## THE EXERCISE
Can you write out, word for word, everything from the start of the entries below down to the line containing "Target: puddle", including that line?

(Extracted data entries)
◇ ◇ ◇

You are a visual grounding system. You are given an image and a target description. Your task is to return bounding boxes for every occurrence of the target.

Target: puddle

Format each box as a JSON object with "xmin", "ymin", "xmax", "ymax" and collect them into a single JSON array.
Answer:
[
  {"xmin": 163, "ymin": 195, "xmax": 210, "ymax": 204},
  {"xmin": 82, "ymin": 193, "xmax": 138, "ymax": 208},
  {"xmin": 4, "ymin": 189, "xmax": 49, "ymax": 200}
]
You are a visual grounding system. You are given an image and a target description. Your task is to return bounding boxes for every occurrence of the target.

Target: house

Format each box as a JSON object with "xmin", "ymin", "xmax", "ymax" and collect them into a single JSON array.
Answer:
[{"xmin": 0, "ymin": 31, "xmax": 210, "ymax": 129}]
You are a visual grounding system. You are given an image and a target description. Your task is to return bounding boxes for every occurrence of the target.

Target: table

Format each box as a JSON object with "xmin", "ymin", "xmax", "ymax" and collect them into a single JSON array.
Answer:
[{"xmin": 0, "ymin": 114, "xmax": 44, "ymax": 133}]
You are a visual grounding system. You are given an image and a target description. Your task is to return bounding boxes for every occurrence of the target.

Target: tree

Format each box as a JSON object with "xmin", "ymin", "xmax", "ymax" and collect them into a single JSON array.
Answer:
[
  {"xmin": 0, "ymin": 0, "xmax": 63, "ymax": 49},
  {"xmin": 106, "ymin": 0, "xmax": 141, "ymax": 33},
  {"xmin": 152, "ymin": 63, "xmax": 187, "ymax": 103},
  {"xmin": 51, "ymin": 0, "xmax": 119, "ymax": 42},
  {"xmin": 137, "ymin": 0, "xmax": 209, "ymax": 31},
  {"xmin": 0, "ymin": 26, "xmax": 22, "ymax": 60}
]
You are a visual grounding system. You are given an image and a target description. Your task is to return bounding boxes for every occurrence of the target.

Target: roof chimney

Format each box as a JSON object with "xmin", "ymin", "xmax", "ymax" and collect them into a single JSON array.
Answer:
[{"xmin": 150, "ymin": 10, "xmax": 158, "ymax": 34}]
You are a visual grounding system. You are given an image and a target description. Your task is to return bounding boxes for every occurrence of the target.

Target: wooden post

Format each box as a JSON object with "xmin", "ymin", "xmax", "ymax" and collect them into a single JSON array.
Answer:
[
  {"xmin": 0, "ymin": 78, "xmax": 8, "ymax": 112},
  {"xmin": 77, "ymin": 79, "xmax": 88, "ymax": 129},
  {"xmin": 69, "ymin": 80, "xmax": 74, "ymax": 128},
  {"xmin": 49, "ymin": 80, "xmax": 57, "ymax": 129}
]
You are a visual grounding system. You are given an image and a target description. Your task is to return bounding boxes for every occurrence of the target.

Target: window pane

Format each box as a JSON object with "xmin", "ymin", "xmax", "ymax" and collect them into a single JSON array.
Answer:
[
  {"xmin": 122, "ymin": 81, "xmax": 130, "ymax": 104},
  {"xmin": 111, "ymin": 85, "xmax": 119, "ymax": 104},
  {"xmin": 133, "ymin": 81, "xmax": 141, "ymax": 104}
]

◇ ◇ ◇

## TASK ANSWER
You are a visual grounding system. You are given an image and a target description. Your task is to return bounding boxes for every occurrence of the target.

Target: puddle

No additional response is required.